* _Texte source_
__________________________________________________

Critique : A Different Man

Edward, un acteur new-yorkais ambitieux, subit une intervention chirurgicale radicale pour transformer totalement son apparence. Ainsi, beaucoup de choses changent dans sa vie – mais de manière troublante, tout reste pareil…

A Different Man
États-Unis, 2024
De Aaron Schimberg

Durée : 1h52

Sortie : –

Note :

LE VISAGE D’UN AUTRE

Le temps d’un plan rapide au début d’A Different Man, on peut voir une jeune femme dans le métro new-yorkais en train de lire L’Oeil le plus bleu de Toni Morrison. Dans ce roman écrit en 1970 par la grande autrice américaine, une jeune fille souffre de voir sa peau noire considérée comme un « défaut » physique, et ne rêve que d’une chose : avoir des yeux bleus. Un clin d’œil, si l’on peut dire, au destin d’Edward, protagoniste d’A Different Man. Cet aspirant acteur souffre de neurofibromatose, son visage passe difficilement inaperçu et une opportunité divine tenant de la science-fiction pourrait lui changer la vie. La particularité d’Edward semble être un aimant à weirdos, et c’est précisément les gens qui l’entourent (des inconnus qui l’interpellent dans l’espace public à sa voisine intrusive et insupportable) qui ne savent pas comment se comporter à son contact.

Peut-on tout mettre sur les réflexes reptiliens du cerveau ? Face à ce qui est perçu comme un handicap, Edward doit-il se conformer à la narration condescendante des autres ? Et qu’en pense Lady Gaga ? A Different Man, troisième long métrage de l’Américain Aaron Schimberg, pose mille et une questions passionnantes sur l’identité – sur ce que l’on est, sur qui l’on pense être, sur ce qu’on renvoie, sur ce qu’on change ou ce qu’on ne change pas. Tout cela pourrait être parfaitement sérieux (ça l’est), et pourtant rien n’est si sérieux dans ce drôle de film, qui utilise l’ironie, l’humour noir, le grotesque et un certain mauvais esprit comme outils dans cette quête existentielle.

__________________________________________________

* _Données_
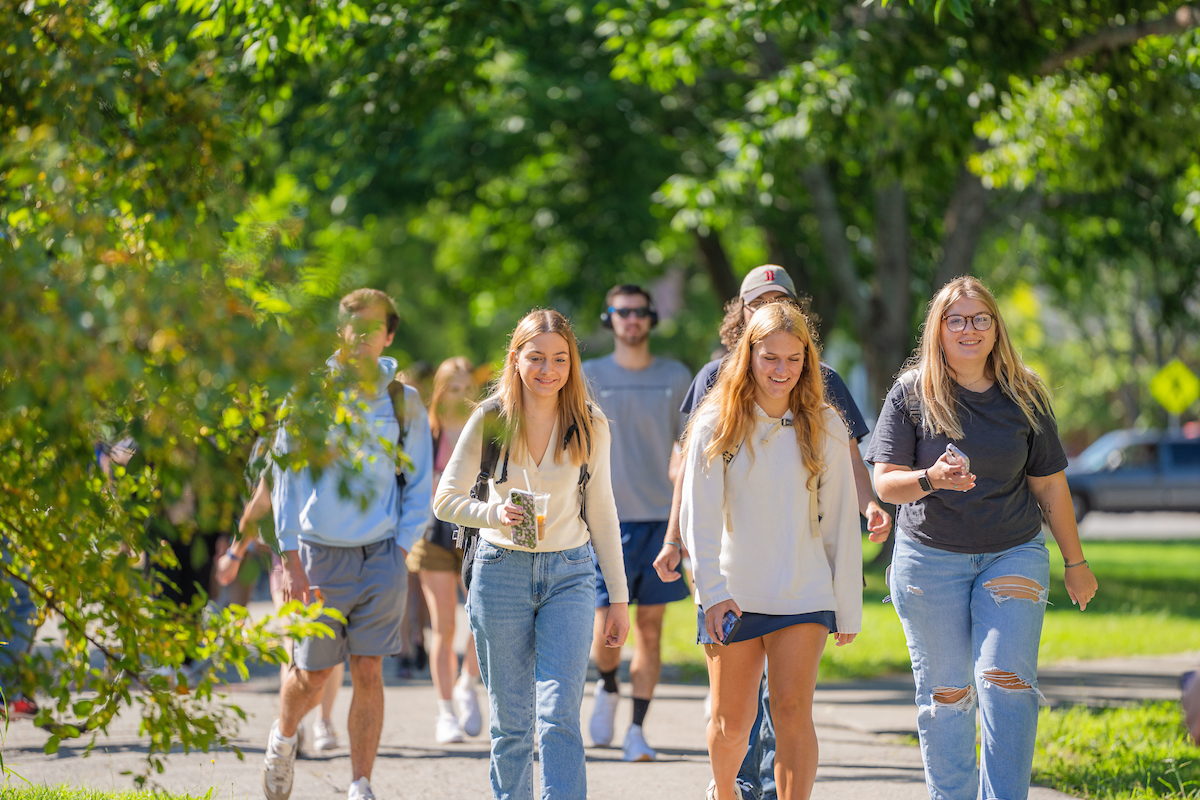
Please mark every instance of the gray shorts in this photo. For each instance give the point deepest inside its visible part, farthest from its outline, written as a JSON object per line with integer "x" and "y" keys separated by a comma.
{"x": 369, "y": 585}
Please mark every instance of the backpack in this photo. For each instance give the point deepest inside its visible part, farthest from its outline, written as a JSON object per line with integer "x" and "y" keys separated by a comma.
{"x": 467, "y": 539}
{"x": 396, "y": 392}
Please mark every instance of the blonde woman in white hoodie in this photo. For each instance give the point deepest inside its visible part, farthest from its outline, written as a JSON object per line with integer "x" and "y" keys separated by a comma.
{"x": 771, "y": 519}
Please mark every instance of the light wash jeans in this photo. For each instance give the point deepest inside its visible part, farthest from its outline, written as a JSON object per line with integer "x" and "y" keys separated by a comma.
{"x": 17, "y": 612}
{"x": 973, "y": 623}
{"x": 532, "y": 617}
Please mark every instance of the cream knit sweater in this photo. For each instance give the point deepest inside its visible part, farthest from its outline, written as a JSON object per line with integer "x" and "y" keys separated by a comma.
{"x": 565, "y": 528}
{"x": 748, "y": 528}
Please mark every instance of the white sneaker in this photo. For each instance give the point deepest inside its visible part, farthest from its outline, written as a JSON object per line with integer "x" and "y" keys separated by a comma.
{"x": 636, "y": 750}
{"x": 447, "y": 729}
{"x": 712, "y": 791}
{"x": 324, "y": 738}
{"x": 360, "y": 791}
{"x": 279, "y": 765}
{"x": 604, "y": 715}
{"x": 469, "y": 719}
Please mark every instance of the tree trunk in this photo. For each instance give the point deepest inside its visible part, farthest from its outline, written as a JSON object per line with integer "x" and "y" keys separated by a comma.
{"x": 718, "y": 266}
{"x": 839, "y": 259}
{"x": 887, "y": 338}
{"x": 964, "y": 227}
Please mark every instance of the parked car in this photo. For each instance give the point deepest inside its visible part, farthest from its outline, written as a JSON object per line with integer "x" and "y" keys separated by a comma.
{"x": 1137, "y": 470}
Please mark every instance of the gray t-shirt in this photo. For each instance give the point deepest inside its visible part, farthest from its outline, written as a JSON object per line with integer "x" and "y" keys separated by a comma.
{"x": 1000, "y": 512}
{"x": 643, "y": 413}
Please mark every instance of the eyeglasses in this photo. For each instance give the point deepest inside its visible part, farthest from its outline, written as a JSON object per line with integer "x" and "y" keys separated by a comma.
{"x": 958, "y": 323}
{"x": 641, "y": 312}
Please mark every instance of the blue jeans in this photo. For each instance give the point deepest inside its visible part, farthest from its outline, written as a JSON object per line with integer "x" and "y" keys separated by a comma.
{"x": 757, "y": 770}
{"x": 17, "y": 612}
{"x": 973, "y": 623}
{"x": 532, "y": 618}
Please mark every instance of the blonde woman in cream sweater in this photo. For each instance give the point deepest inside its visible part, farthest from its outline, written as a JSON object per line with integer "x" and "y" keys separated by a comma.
{"x": 761, "y": 450}
{"x": 531, "y": 608}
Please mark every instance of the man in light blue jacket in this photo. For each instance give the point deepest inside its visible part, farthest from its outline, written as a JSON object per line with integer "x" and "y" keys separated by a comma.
{"x": 345, "y": 536}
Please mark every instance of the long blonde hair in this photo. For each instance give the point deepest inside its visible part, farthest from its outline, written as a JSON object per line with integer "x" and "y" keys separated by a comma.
{"x": 732, "y": 400}
{"x": 934, "y": 380}
{"x": 448, "y": 371}
{"x": 573, "y": 397}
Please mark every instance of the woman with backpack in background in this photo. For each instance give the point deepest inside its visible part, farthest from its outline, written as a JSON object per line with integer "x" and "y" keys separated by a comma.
{"x": 531, "y": 603}
{"x": 439, "y": 563}
{"x": 769, "y": 516}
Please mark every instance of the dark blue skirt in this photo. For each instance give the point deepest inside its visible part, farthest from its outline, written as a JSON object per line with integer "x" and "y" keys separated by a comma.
{"x": 755, "y": 625}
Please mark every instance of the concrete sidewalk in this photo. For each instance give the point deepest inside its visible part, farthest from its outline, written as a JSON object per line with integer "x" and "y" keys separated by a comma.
{"x": 855, "y": 761}
{"x": 864, "y": 729}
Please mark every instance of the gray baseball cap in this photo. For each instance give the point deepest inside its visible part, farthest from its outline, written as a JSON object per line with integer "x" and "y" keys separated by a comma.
{"x": 766, "y": 278}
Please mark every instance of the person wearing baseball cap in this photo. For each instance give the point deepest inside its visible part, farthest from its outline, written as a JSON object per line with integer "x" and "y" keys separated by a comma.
{"x": 762, "y": 286}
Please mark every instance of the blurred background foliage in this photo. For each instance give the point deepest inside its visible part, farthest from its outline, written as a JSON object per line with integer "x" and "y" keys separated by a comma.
{"x": 187, "y": 187}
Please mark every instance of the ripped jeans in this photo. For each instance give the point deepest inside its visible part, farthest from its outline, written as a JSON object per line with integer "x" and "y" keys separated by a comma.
{"x": 973, "y": 624}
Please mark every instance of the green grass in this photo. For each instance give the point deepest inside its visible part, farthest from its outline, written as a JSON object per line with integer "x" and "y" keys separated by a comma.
{"x": 1121, "y": 753}
{"x": 18, "y": 791}
{"x": 1149, "y": 603}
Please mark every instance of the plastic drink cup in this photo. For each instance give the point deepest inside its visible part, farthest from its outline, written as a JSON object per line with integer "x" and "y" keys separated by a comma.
{"x": 541, "y": 501}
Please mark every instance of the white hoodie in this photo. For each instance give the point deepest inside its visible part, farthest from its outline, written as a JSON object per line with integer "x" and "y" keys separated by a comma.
{"x": 748, "y": 528}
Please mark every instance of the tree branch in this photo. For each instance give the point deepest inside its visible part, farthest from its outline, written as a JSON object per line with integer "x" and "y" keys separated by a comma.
{"x": 833, "y": 238}
{"x": 718, "y": 265}
{"x": 1117, "y": 36}
{"x": 964, "y": 226}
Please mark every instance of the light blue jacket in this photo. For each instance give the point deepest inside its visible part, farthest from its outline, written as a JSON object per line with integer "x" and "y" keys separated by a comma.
{"x": 319, "y": 512}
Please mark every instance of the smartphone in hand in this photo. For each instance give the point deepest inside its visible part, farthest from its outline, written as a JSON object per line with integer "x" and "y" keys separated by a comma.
{"x": 730, "y": 625}
{"x": 958, "y": 457}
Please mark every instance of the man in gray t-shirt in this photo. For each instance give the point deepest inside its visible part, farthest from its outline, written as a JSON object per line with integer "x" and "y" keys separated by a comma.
{"x": 641, "y": 396}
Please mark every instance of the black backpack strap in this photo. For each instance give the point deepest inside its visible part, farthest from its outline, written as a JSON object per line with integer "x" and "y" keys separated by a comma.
{"x": 573, "y": 432}
{"x": 396, "y": 392}
{"x": 490, "y": 456}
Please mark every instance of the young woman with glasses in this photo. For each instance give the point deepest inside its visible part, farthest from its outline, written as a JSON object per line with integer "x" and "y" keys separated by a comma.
{"x": 971, "y": 570}
{"x": 531, "y": 608}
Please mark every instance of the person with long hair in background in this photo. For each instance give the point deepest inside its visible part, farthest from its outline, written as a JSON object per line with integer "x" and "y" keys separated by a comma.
{"x": 969, "y": 449}
{"x": 438, "y": 563}
{"x": 771, "y": 518}
{"x": 531, "y": 607}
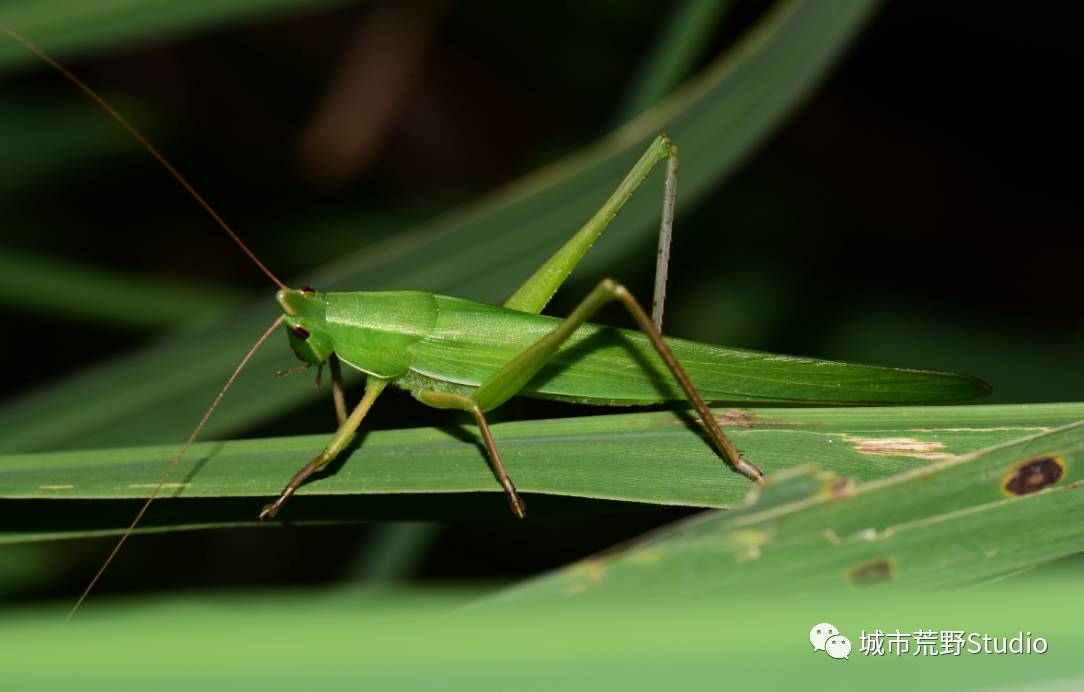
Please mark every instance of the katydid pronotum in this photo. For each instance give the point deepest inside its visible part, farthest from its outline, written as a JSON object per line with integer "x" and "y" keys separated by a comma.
{"x": 457, "y": 354}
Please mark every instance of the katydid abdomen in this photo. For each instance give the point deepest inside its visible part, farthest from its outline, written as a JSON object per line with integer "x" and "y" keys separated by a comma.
{"x": 448, "y": 344}
{"x": 457, "y": 354}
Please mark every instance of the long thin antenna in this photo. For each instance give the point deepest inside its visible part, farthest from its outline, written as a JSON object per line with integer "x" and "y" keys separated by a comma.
{"x": 146, "y": 143}
{"x": 172, "y": 465}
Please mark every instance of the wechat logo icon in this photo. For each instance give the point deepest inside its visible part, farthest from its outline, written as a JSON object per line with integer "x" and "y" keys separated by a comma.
{"x": 825, "y": 637}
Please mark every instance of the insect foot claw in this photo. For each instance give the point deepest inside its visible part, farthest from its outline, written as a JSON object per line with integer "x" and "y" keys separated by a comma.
{"x": 750, "y": 471}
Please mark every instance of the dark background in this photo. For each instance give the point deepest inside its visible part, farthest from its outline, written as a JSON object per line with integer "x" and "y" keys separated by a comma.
{"x": 921, "y": 209}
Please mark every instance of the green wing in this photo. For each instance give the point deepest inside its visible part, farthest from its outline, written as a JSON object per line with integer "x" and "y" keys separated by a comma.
{"x": 605, "y": 364}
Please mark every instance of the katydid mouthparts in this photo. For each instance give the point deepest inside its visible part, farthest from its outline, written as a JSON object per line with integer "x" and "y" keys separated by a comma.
{"x": 452, "y": 353}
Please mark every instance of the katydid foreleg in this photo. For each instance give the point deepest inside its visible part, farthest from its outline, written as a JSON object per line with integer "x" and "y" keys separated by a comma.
{"x": 338, "y": 395}
{"x": 338, "y": 441}
{"x": 506, "y": 382}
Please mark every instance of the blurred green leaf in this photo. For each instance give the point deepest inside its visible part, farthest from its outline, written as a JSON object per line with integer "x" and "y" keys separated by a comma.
{"x": 352, "y": 639}
{"x": 480, "y": 252}
{"x": 68, "y": 28}
{"x": 441, "y": 473}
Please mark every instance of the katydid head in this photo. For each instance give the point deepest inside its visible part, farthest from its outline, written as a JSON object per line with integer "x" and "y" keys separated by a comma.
{"x": 304, "y": 317}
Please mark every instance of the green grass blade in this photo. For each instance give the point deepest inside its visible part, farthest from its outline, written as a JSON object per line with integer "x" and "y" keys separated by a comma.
{"x": 810, "y": 534}
{"x": 429, "y": 473}
{"x": 75, "y": 27}
{"x": 680, "y": 43}
{"x": 328, "y": 639}
{"x": 482, "y": 252}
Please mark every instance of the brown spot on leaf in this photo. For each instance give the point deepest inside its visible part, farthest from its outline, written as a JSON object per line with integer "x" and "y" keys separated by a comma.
{"x": 900, "y": 447}
{"x": 1032, "y": 475}
{"x": 872, "y": 573}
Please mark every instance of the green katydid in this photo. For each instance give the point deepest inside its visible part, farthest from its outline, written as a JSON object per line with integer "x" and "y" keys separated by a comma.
{"x": 455, "y": 354}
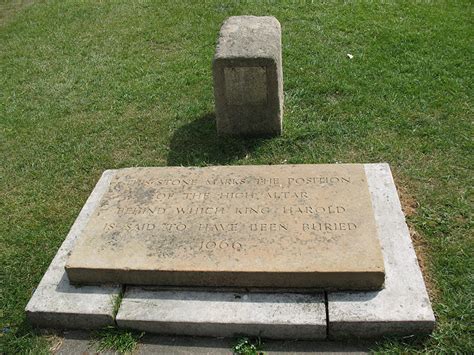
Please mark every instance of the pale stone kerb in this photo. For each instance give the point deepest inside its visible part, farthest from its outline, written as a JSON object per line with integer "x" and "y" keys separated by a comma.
{"x": 248, "y": 77}
{"x": 226, "y": 314}
{"x": 403, "y": 306}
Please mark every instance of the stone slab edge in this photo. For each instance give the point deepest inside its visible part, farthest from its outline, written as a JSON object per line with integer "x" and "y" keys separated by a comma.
{"x": 403, "y": 306}
{"x": 55, "y": 302}
{"x": 224, "y": 314}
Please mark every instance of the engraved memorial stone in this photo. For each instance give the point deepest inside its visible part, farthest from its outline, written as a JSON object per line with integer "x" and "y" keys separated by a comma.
{"x": 288, "y": 226}
{"x": 248, "y": 80}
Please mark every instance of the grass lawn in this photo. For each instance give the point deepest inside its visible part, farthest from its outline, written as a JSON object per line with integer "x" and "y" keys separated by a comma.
{"x": 88, "y": 86}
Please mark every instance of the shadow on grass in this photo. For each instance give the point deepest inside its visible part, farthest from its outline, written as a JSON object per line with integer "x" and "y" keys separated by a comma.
{"x": 197, "y": 144}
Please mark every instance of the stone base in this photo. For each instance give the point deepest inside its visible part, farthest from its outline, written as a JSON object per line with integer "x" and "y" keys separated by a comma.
{"x": 402, "y": 307}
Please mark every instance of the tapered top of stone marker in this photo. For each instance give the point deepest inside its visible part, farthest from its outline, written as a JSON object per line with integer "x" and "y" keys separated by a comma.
{"x": 238, "y": 34}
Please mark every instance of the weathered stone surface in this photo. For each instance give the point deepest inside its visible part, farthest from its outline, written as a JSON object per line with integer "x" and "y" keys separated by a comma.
{"x": 300, "y": 226}
{"x": 248, "y": 79}
{"x": 403, "y": 306}
{"x": 57, "y": 304}
{"x": 224, "y": 314}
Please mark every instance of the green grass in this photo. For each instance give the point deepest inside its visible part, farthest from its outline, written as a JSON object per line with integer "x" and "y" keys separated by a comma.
{"x": 87, "y": 86}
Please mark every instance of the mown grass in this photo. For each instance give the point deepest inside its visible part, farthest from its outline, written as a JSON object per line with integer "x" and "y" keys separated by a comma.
{"x": 87, "y": 86}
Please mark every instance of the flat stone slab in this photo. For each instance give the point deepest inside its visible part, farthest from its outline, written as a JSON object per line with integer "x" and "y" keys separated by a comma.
{"x": 403, "y": 306}
{"x": 55, "y": 302}
{"x": 224, "y": 314}
{"x": 289, "y": 226}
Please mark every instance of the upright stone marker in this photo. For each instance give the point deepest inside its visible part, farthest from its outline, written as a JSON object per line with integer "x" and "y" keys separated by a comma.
{"x": 248, "y": 79}
{"x": 287, "y": 226}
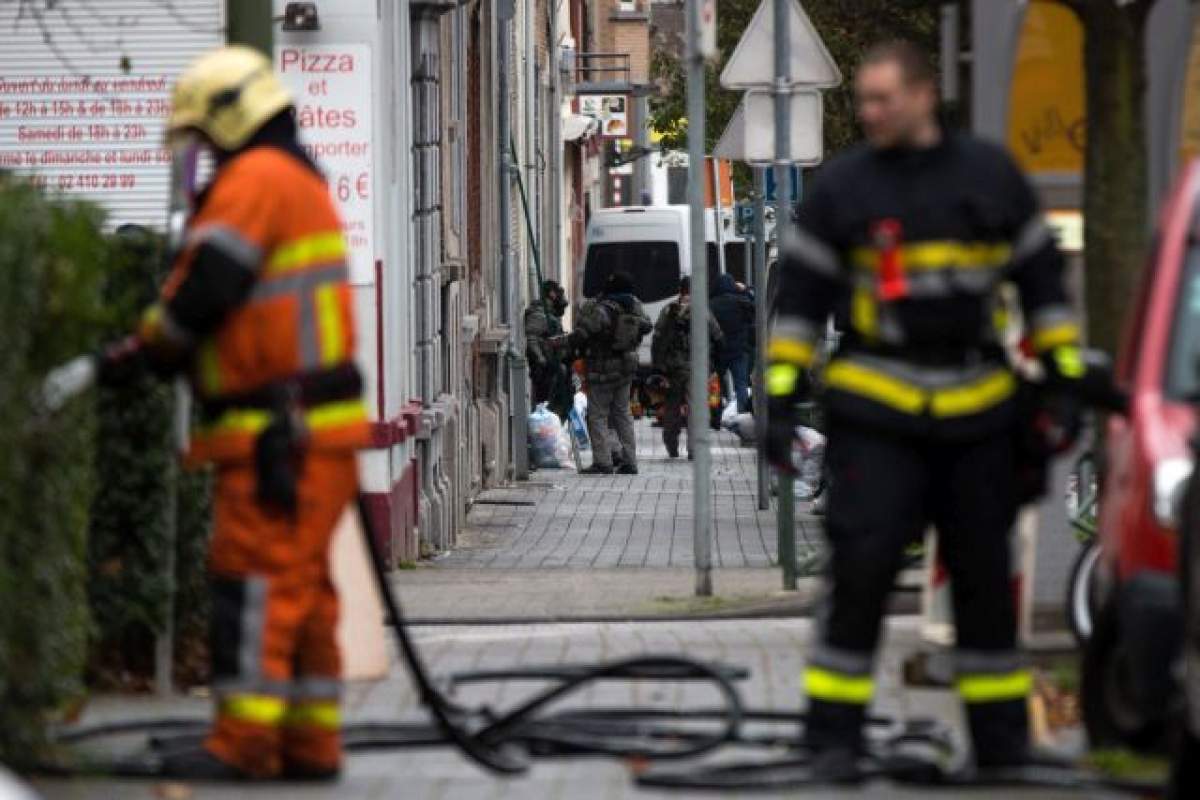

__________________________________________________

* _Consignes_
[1] Résume sous forme de liste le paragraphe de la critique qui commence par « Le temps d'un plan rapide », en gardant ses faits principaux.
[2] Recopie fidèlement les lignes des enregistrements depuis celle qui contient « Please mark every instance of the flat » jusqu'à la fin des enregistrements, ces deux bornes comprises, sans les images.
Les enregistrements n'ont aucun lien avec la critique.

* _Réponses_
[1]
- Au début d'A Different Man, un plan rapide montre une jeune femme lisant L'Oeil le plus bleu de Toni Morrison dans le métro new-yorkais.
- Dans ce roman de 1970, une jeune fille souffre que sa peau noire soit vue comme un « défaut » physique et rêve d'avoir des yeux bleus.
- C'est un clin d'œil au destin d'Edward, le protagoniste du film.
- Aspirant acteur, Edward est atteint de neurofibromatose, et son visage passe difficilement inaperçu.
- Une opportunité relevant de la science-fiction pourrait changer sa vie.
- Sa particularité semble attirer les weirdos, et ce sont les gens autour de lui, des inconnus dans l'espace public à sa voisine intrusive, qui ne savent pas comment se comporter avec lui.

[2]
Please mark every instance of the flat stone slab in this photo. For each instance give the point deepest inside its visible part, farthest from its outline, written as a JSON object per line with integer "x" and "y" keys separated by a comma.
{"x": 403, "y": 306}
{"x": 55, "y": 302}
{"x": 224, "y": 314}
{"x": 289, "y": 226}
Please mark every instance of the upright stone marker in this photo. For each instance give the point deepest inside its visible part, farthest from its outline, written as a JSON object per line with integer "x" and "y" keys separated by a comma.
{"x": 248, "y": 79}
{"x": 287, "y": 226}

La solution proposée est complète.